Stated exercise A: Name every ancient Greek thinker mentioned in the great circles post.
Stated exercise B: Reproduce the great circles post word for word from "Great Circles and" to "the same temperature.".
Stated exercise C: Write what comes next in the post on great circles and opposite points, picking up after its final sentence.

Document:
Great Circles and Ham Sandwiches

Today we will digress from the theme of our recent posts and discuss some interesting geometric truths that your grandmother might even find interesting. To whet your appetite, consider the following claim:

There are always 2 opposite points on the Earth's equator that have exactly the same temperature.

It has been known for millennia that the Earth's shape can be approximated by a sphere. Greek philosophers as early as Pythagoras made claims of the Earth's spherical shape. Perhaps the most notable arguments from antiquities for a spherical Earth were given by Aristotle who observed, among other things, that the Earth cast a round shadow on the Moon during a lunar eclipse.

By the Hellenistic era (~300BC), the spherical Earth hypothesis was an established given. Moreover, the circumference of the Earth was estimated (with astounding accuracy) by Eratosthenes during this time period. Eratosthenes knew that the Sun was directly overhead during the Summer solstice in the ancient Egyptian city Syene. Aware of the distance from Alexandria to Syene, he was able to approximate the Earth's circumference using trigonometry and the length of a shadow cast in Alexandria during the Summer solstice. His mathematics was sound; had Eratosthenes been working with accurate measurements, his estimate of the Earth's meridional circumference would have been nearly exact.

It is now known that the approximate shape of the Earth is an oblate spheroid. Because the Earth rotates, its spheroidal shape compresses at the poles and bulges at the equator. For convenience, we will stick with the assumption that the Earth is a sphere, but the same arguments can be applied if we acknowledge the oblate structure.

The Earth's equator is an example of a great circle. Two points that lie opposite each other on a great circle are said to be diametrically opposed (or antipodal points). Let $C$ be any one of the Earth's great circles. Let $\tau$ be a continuous function mapping each point on the Earth to the temperature at that point. We will generalize the above claim by arguing that some pair of diametrically opposed points $p,q$ on $C$ satisfy $\tau(p) = \tau(q)$.

To prove this claim, we will introduce a new function $\delta(p,q) = \tau(p) - \tau(q)$, defined for all pairs of diametrically opposed points $p,q$ on $C$. Starting with any pair of diametrically opposed points $p,q$, consider the value of $\delta(p,q)$. If $\delta(p,q) = 0$, we have found the desired pair of points since $\delta(p,q) = 0$ only if $\tau(p) = \tau(q)$. Otherwise, observe that $\delta(p,q)$ must take on the opposite sign of $\delta(q,p)$. However, we can move from $p$ along the great circle in a continuous manner, evaluating $\delta$ at all intermediate pairs of diametrically opposed points until we reach $q$. Since $\delta$ changes sign during this process, there must be some intermediate pair of points $p^*, q^*$  for which $\delta(p^*, q^*) = 0$. This argument follows by the continuity of $\delta$ and can be formalized with the intermediate value theorem. Furthermore, observe that the claim holds for any continuous function over the Earth's surface (like barometric pressure or altitude).

Collected data:

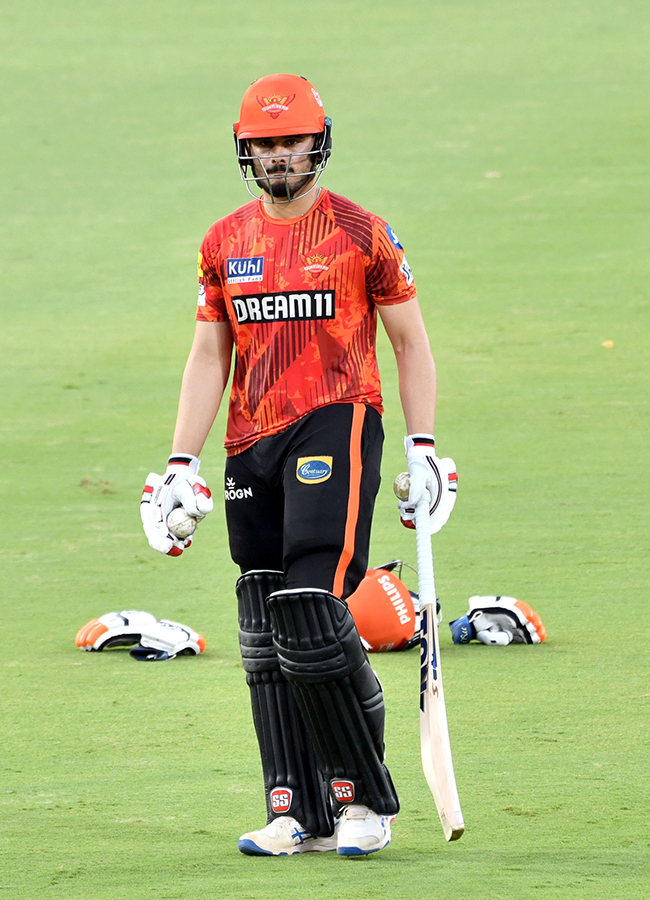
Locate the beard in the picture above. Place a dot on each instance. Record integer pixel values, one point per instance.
(280, 183)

Task output A: Pythagoras, Aristotle, Eratosthenes

Task output B:
Great Circles and Ham Sandwiches

Today we will digress from the theme of our recent posts and discuss some interesting geometric truths that your grandmother might even find interesting. To whet your appetite, consider the following claim:

There are always 2 opposite points on the Earth's equator that have exactly the same temperature.

Task output C:
A shrewd reader may realize that the above argument can easily be extended to show that there are infinitely many pairs of diametrically opposed points on the Earth's surface with the same temperature. In fact, the Borsuk-Ulam theorem states that, for any continuous mapping $f$ from the sphere onto $R^2$,  there is some pair of diametrically opposed points on the sphere that $f$ maps to the same point in $R^2$. This result can be summarized as follows.

At any point in time, there are two antipodal points on the Earth's surface with the same temperature and barometric pressure.

This claim works for any continuous function mapping points on the Earth's surface to points in $R^2$. In fact, the theorem generalizes to higher dimensional spheres, but the two-dimensional version will suffice to prove the next claim.

Ham Sandwich Theorem. A ham and cheese sandwich can always be cut in half such that each half contains the same amount of bread, ham, and cheese. 

We will formalize this problem as follows. Let $B$, $H$, and  $C$ be bounded subsets of $R^3$ corresponding respectively to the bread, ham, and cheese. Our goal is to find a plane that bisects $B$, $H$, and  $C$ simultaneously.

Let $p$ be a point on the unit sphere embedded in $R^3$ centered at the origin. Consider the set of all planes parallel to the tangent plane at $p$. We will imagine these planes as being oriented in the direction of the normal vector from the origin to $p$. Thus, we can refer to points as being right of the plane or left of the plane. By the intermediate value theorem, one of these planes must bisect $B$. This follows since if we choose a far off plane in one direction, all of the bread will be left of the plane, and if we choose a far off plane in the opposite direction, all of the bread will be right of the plane.

We can therefore map every point $p$ on the sphere to a plane $\pi(p)$ that bisects $B$. Moreover, if we define $h(p)$ and $c(p)$ to be the amount of ham and cheese, respectively, right of the plane $\pi(p)$, then $f(p) = (h(p), c(p))$ is a continuous function from each point on the sphere to $R^2$. Indeed, we can always choose the plane $\pi(p)$ in an unambiguous manner (say, preferring the middle-most plane bisecting $H$) to guarantee continuity.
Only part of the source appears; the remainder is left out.